▶ Provided passage:
## Start

The non-obvious choices, in order of how surprising they were:

1. **`BINARY_AS_TEXT = FALSE`** is required in the `FILE_FORMAT`. Snowflake's
   default treats Parquet `BYTE_ARRAY` *without a logical type* as UTF-8 text,
   so binary columns containing `0xFF` byte fail with `Invalid UTF8 detected
   while decoding`. Text and JSON columns carry their own `LogicalType` and
   are unaffected.
2. **Two-step (stage → final)** instead of `COPY INTO final FROM (SELECT ...)`.
   The `$1:col::varchar` syntax that the single-step pattern needs also hits
   the UTF-8 decode on raw-binary BYTE_ARRAY columns — even when the target
   cast is `::binary`. `MATCH_BY_COLUMN_NAME` on a stage table with `BINARY`
   columns avoids that path.
3. **`ALTER SESSION SET TIMEZONE = 'UTC'`** before the load. Snowflake's
   autoload of `Timestamp(MICROSECOND, isAdjustedToUTC=true)` into
   `TIMESTAMP_TZ` records the *session* offset as the column's TZ, which
   shifts the absolute instant by that offset. Pinning the session to UTC
   makes the recorded offset `+00:00` so the instant survives. (BigQuery does
   not have this issue.)
4. **`NUMBER(38,0)` for `c_time`, `created_at`, `created_at_dt`** in staging.

## End

▶ What you have to do: Copy out the notes above on loading Parquet into Snowflake word for word, in full.

▶ Information provided:
## Start

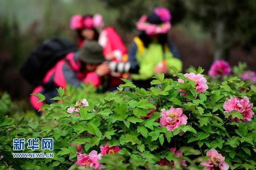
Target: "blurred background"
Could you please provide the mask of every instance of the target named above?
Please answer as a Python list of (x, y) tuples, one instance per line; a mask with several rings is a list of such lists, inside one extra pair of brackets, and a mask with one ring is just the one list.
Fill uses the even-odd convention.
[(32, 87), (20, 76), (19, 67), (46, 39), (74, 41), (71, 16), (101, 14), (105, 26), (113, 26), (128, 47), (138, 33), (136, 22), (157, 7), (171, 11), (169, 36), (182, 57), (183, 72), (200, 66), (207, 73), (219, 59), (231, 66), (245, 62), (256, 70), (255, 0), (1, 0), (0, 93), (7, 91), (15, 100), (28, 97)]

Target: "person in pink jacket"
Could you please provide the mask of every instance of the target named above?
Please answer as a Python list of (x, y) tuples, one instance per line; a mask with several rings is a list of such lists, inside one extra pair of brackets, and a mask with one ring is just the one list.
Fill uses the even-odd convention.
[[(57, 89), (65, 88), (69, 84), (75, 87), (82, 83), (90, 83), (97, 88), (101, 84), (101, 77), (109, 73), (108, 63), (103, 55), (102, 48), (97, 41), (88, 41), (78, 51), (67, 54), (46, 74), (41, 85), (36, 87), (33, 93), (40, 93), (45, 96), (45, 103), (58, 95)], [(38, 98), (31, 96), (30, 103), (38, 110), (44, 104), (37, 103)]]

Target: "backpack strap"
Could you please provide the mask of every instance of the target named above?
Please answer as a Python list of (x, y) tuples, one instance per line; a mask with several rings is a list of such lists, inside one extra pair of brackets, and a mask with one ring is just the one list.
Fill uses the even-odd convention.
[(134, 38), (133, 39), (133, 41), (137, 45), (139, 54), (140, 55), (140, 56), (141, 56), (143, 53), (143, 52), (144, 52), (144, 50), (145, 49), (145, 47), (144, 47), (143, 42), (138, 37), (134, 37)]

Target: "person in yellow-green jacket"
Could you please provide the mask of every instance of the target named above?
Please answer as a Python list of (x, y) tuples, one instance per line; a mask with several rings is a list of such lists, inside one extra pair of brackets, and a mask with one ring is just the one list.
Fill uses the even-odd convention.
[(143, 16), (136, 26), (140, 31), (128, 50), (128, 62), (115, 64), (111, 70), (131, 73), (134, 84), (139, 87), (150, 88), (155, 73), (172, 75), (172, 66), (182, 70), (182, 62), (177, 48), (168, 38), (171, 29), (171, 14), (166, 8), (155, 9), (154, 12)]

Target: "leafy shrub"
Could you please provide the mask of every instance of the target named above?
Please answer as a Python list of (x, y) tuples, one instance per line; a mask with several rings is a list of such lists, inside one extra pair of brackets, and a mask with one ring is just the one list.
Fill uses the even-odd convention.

## End
## Start

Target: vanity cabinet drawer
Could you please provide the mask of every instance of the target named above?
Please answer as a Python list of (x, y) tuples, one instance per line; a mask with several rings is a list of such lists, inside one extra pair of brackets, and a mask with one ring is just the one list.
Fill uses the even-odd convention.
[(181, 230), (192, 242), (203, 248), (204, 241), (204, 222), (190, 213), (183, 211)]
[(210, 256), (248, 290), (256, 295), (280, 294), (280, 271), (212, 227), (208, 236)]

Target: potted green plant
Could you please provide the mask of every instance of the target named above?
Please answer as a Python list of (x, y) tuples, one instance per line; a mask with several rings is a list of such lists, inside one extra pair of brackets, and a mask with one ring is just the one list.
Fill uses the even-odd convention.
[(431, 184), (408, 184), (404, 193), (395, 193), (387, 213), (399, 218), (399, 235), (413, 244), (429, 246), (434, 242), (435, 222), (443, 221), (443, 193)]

## End

▶ Output:
The non-obvious choices, in order of how surprising they were:

1. **`BINARY_AS_TEXT = FALSE`** is required in the `FILE_FORMAT`. Snowflake's
   default treats Parquet `BYTE_ARRAY` *without a logical type* as UTF-8 text,
   so binary columns containing `0xFF` byte fail with `Invalid UTF8 detected
   while decoding`. Text and JSON columns carry their own `LogicalType` and
   are unaffected.
2. **Two-step (stage → final)** instead of `COPY INTO final FROM (SELECT ...)`.
   The `$1:col::varchar` syntax that the single-step pattern needs also hits
   the UTF-8 decode on raw-binary BYTE_ARRAY columns — even when the target
   cast is `::binary`. `MATCH_BY_COLUMN_NAME` on a stage table with `BINARY`
   columns avoids that path.
3. **`ALTER SESSION SET TIMEZONE = 'UTC'`** before the load. Snowflake's
   autoload of `Timestamp(MICROSECOND, isAdjustedToUTC=true)` into
   `TIMESTAMP_TZ` records the *session* offset as the column's TZ, which
   shifts the absolute instant by that offset. Pinning the session to UTC
   makes the recorded offset `+00:00` so the instant survives. (BigQuery does
   not have this issue.)
4. **`NUMBER(38,0)` for `c_time`, `created_at`, `created_at_dt`** in staging.